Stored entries
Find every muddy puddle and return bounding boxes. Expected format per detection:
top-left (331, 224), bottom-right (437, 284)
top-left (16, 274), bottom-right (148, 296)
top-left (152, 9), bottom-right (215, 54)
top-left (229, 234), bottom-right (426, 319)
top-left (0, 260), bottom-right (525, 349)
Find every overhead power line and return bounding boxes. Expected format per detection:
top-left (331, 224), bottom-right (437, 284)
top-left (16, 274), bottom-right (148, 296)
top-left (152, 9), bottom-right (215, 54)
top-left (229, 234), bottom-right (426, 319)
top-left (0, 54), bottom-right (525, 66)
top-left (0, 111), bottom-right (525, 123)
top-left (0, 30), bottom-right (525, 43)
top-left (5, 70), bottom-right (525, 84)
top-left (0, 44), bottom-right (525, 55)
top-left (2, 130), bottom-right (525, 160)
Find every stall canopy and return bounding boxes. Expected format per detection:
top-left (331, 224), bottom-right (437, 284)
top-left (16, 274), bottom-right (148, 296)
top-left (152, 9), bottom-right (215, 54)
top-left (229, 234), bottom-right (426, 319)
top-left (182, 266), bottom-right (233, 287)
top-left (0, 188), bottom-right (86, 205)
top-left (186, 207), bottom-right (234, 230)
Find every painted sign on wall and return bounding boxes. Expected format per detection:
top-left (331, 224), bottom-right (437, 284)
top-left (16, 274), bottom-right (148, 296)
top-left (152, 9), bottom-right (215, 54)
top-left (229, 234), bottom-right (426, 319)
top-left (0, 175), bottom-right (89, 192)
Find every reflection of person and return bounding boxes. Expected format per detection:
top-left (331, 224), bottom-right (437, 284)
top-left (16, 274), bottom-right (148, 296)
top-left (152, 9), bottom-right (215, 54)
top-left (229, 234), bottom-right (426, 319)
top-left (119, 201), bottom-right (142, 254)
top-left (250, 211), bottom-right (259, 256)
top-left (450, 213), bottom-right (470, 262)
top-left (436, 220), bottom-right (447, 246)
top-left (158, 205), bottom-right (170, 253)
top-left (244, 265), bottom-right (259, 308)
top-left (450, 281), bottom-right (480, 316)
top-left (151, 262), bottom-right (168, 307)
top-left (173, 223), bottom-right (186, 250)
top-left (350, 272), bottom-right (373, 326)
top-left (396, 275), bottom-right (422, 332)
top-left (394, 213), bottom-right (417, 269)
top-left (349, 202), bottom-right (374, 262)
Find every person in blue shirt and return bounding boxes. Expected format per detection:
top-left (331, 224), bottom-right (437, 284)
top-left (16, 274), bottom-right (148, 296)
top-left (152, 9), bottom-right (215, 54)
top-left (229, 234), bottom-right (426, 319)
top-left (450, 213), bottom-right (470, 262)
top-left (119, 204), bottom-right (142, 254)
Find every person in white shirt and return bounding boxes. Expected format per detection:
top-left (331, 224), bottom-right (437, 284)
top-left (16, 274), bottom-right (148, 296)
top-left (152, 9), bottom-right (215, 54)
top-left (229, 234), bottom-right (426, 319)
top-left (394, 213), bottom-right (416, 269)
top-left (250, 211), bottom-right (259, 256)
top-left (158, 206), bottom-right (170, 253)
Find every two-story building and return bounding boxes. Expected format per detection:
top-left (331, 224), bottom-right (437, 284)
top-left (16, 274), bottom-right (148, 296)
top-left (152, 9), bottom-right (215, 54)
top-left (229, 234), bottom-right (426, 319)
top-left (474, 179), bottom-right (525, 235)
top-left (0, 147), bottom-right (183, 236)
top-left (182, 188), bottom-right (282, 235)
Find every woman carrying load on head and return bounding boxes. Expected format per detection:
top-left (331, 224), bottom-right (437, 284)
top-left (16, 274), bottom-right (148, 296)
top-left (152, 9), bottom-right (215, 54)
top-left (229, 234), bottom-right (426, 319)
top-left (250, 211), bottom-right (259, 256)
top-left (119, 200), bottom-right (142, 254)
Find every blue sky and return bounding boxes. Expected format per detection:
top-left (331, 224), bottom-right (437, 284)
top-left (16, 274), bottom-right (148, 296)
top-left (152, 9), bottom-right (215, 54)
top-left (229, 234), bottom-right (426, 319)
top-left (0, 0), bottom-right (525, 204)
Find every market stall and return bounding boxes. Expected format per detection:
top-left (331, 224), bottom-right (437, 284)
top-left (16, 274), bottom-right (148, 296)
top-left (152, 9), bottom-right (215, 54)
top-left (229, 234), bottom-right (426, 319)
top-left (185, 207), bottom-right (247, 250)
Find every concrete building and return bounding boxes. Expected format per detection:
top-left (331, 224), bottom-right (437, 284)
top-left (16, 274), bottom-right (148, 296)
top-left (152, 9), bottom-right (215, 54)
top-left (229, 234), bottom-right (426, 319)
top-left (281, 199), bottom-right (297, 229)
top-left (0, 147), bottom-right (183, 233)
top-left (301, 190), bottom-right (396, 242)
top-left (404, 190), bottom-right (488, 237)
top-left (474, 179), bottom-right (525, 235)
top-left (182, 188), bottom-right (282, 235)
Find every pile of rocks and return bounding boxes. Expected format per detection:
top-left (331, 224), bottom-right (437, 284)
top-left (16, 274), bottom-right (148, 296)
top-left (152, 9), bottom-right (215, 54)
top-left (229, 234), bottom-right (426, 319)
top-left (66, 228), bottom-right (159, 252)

- [Given request]: Retype the lines above word for word, every one of them, from the first to the last.

- [Task response]:
Find every muddy puddle and return bounding boxes. Expected format per detection:
top-left (331, 224), bottom-right (437, 284)
top-left (16, 274), bottom-right (148, 296)
top-left (152, 9), bottom-right (215, 54)
top-left (229, 234), bottom-right (426, 319)
top-left (0, 260), bottom-right (525, 349)
Find every overhead power line and return bounding boxes. Expected format per detection:
top-left (331, 224), bottom-right (437, 284)
top-left (16, 274), bottom-right (148, 296)
top-left (152, 9), bottom-right (215, 54)
top-left (229, 234), bottom-right (426, 319)
top-left (0, 54), bottom-right (525, 66)
top-left (0, 111), bottom-right (525, 123)
top-left (0, 30), bottom-right (525, 43)
top-left (5, 70), bottom-right (525, 84)
top-left (0, 44), bottom-right (525, 55)
top-left (2, 130), bottom-right (525, 160)
Find every stall canopy and return bounding boxes. Expected format per detection:
top-left (331, 224), bottom-right (437, 284)
top-left (16, 274), bottom-right (148, 296)
top-left (152, 9), bottom-right (215, 54)
top-left (229, 234), bottom-right (426, 319)
top-left (182, 266), bottom-right (233, 287)
top-left (0, 188), bottom-right (86, 205)
top-left (186, 207), bottom-right (234, 230)
Find every painted sign on wall and return bounding boxes. Expected format per detection:
top-left (331, 224), bottom-right (437, 284)
top-left (16, 274), bottom-right (148, 296)
top-left (152, 9), bottom-right (215, 54)
top-left (229, 234), bottom-right (426, 319)
top-left (0, 175), bottom-right (89, 192)
Find every reflection of person and return bounding boxes. Expected format per detection:
top-left (331, 224), bottom-right (437, 284)
top-left (16, 274), bottom-right (148, 296)
top-left (152, 9), bottom-right (215, 54)
top-left (229, 234), bottom-right (426, 319)
top-left (119, 201), bottom-right (142, 254)
top-left (250, 211), bottom-right (259, 256)
top-left (450, 213), bottom-right (470, 262)
top-left (436, 220), bottom-right (447, 246)
top-left (158, 205), bottom-right (170, 253)
top-left (244, 265), bottom-right (259, 308)
top-left (450, 281), bottom-right (480, 316)
top-left (151, 262), bottom-right (168, 307)
top-left (173, 223), bottom-right (186, 250)
top-left (350, 272), bottom-right (373, 326)
top-left (396, 275), bottom-right (422, 332)
top-left (394, 213), bottom-right (417, 269)
top-left (349, 202), bottom-right (374, 262)
Find every person in blue shirt and return bounding boxes. Expected format per detection:
top-left (331, 224), bottom-right (437, 284)
top-left (16, 274), bottom-right (148, 296)
top-left (152, 9), bottom-right (215, 54)
top-left (229, 234), bottom-right (426, 319)
top-left (450, 213), bottom-right (470, 262)
top-left (119, 204), bottom-right (142, 254)
Find every person in white shirt and return bounding boxes. Expected format per detection:
top-left (331, 224), bottom-right (437, 284)
top-left (16, 274), bottom-right (148, 296)
top-left (152, 9), bottom-right (215, 54)
top-left (229, 234), bottom-right (426, 319)
top-left (394, 213), bottom-right (416, 269)
top-left (250, 211), bottom-right (259, 256)
top-left (158, 206), bottom-right (170, 253)
Find every two-story building and return bounding boxes. Expected format per detection:
top-left (331, 224), bottom-right (437, 284)
top-left (16, 274), bottom-right (148, 296)
top-left (152, 9), bottom-right (215, 54)
top-left (229, 234), bottom-right (426, 319)
top-left (474, 179), bottom-right (525, 235)
top-left (0, 147), bottom-right (183, 236)
top-left (182, 188), bottom-right (282, 235)
Find every woman carrying load on head and return bounding boxes. Expected format per detection:
top-left (331, 224), bottom-right (437, 284)
top-left (16, 274), bottom-right (148, 296)
top-left (152, 9), bottom-right (215, 54)
top-left (229, 234), bottom-right (426, 319)
top-left (250, 211), bottom-right (259, 256)
top-left (119, 200), bottom-right (142, 254)
Find every blue sky and return bounding boxes. Expected format per detection:
top-left (331, 224), bottom-right (437, 284)
top-left (16, 274), bottom-right (148, 296)
top-left (152, 9), bottom-right (215, 54)
top-left (229, 234), bottom-right (426, 319)
top-left (0, 0), bottom-right (525, 204)
Find every market stall and return bounding boxes. Expected format per detection:
top-left (331, 224), bottom-right (437, 284)
top-left (16, 274), bottom-right (148, 296)
top-left (152, 9), bottom-right (215, 54)
top-left (229, 234), bottom-right (426, 319)
top-left (185, 207), bottom-right (247, 250)
Find every concrete building and return bounding boxes. Expected format per detection:
top-left (331, 224), bottom-right (437, 284)
top-left (16, 274), bottom-right (148, 296)
top-left (152, 9), bottom-right (215, 54)
top-left (229, 234), bottom-right (426, 319)
top-left (281, 199), bottom-right (297, 229)
top-left (0, 147), bottom-right (183, 233)
top-left (301, 190), bottom-right (396, 242)
top-left (404, 190), bottom-right (488, 237)
top-left (474, 179), bottom-right (525, 235)
top-left (182, 188), bottom-right (282, 235)
Find every pile of rocks and return bounding boxes. Expected format per detection:
top-left (331, 224), bottom-right (437, 284)
top-left (16, 274), bottom-right (148, 296)
top-left (152, 9), bottom-right (215, 54)
top-left (229, 234), bottom-right (426, 319)
top-left (66, 228), bottom-right (159, 252)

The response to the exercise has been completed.